### Görev 1
Kitap haberinden "Halid Cemil Muhammed'in" ifadesinden başlayıp "ve Yayıncılık'tan çıktı." ifadesi de dahil olmak üzere o noktaya kadar uzanan bölümü harfi harfine yeniden yazın.

Dolar

34,9466

Euro

36,7211

Altın

2.977,22

Bist

10.125,46

'Sevgi ve güzelliğin şairi Melaye Ciziri' kitabı çıktı!

Halid Cemil Muhammed'in 'Aşkın Piri' olarak anılan Melayê Cizîrî'yi anlattığı 'Sevgi ve güzelliğin şairi. Melayê Cizîrî' kitabı Ümit Demirhan'ın Türkçe çevirisiyle Hîvda İletişim ve Yayıncılık'tan çıktı.

13 Yıl Önce Güncellendi

2013-04-16 14:58:13

'Sevgi ve güzelliğin şairi Melaye Ciziri' kitabı çıktı!

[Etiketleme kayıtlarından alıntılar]
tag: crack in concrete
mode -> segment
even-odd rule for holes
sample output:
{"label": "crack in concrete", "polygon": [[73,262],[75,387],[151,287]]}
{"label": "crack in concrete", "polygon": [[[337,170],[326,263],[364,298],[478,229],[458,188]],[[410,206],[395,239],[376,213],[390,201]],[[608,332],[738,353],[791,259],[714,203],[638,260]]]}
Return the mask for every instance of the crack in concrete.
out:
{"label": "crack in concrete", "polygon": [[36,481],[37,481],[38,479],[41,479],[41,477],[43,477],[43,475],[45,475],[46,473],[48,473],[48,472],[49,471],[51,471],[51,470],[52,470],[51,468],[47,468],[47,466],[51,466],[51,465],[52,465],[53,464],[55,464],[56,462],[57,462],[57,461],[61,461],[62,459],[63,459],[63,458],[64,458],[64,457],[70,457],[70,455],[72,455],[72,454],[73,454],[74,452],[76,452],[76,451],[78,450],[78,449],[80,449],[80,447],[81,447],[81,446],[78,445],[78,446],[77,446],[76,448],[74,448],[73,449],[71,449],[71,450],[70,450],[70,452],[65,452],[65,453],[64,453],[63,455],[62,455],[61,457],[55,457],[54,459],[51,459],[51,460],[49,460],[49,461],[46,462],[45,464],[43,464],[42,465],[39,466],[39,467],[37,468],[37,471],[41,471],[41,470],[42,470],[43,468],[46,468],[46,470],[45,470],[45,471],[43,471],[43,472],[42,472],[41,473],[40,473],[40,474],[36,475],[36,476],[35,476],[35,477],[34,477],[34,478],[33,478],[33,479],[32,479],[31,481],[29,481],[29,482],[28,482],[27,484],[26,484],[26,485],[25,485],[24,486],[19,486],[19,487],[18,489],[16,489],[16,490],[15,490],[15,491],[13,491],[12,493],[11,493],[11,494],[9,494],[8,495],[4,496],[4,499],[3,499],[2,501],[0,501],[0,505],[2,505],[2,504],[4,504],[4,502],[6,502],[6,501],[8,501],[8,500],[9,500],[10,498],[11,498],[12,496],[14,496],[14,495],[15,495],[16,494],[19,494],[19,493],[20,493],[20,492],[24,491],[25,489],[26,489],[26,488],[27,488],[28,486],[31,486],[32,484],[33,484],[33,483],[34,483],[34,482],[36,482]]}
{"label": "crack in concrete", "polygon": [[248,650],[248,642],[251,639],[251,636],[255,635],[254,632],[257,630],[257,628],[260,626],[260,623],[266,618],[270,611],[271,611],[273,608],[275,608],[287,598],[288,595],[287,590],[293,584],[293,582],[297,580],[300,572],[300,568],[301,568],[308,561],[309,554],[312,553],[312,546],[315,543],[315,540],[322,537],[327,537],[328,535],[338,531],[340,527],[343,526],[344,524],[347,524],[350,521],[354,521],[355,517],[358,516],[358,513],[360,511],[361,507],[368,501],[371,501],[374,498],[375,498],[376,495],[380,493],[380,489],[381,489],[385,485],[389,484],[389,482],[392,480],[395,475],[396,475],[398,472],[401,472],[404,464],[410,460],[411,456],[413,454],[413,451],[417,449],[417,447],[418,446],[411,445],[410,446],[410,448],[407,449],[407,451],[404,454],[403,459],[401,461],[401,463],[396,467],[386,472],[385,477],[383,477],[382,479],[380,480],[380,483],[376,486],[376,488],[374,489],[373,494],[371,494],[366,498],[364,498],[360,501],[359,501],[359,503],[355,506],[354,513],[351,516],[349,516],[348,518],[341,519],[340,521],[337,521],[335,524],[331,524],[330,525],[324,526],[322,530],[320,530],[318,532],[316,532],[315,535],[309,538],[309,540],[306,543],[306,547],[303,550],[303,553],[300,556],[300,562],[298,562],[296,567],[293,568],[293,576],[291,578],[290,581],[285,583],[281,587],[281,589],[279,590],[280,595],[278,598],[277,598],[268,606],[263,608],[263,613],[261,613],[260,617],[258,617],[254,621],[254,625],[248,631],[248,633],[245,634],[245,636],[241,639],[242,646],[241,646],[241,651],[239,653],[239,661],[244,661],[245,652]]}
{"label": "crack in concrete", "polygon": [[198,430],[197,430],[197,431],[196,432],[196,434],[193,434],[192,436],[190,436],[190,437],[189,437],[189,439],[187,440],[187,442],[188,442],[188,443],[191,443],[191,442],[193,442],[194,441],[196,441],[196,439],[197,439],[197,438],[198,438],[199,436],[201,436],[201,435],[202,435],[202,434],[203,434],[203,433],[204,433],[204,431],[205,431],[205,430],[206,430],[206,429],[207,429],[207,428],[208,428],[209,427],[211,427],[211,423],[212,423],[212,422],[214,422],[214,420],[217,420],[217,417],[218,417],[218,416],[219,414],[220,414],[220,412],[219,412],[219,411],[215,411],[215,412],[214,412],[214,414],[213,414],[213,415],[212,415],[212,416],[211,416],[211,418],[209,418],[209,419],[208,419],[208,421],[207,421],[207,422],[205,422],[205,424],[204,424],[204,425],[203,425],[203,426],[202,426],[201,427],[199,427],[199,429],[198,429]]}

### Görev 2
Kayıtlarda "mask" dizgesini içeren satırların hepsini bulun ve her birini tam olarak aktarın; büyük ve küçük harf ayrımı dikkate alınmalıdır.

### Tam Çözüm 1
Halid Cemil Muhammed'in 'Aşkın Piri' olarak anılan Melayê Cizîrî'yi anlattığı 'Sevgi ve güzelliğin şairi. Melayê Cizîrî' kitabı Ümit Demirhan'ın Türkçe çevirisiyle Hîvda İletişim ve Yayıncılık'tan çıktı.

### Tam Çözüm 2
Return the mask for every instance of the crack in concrete.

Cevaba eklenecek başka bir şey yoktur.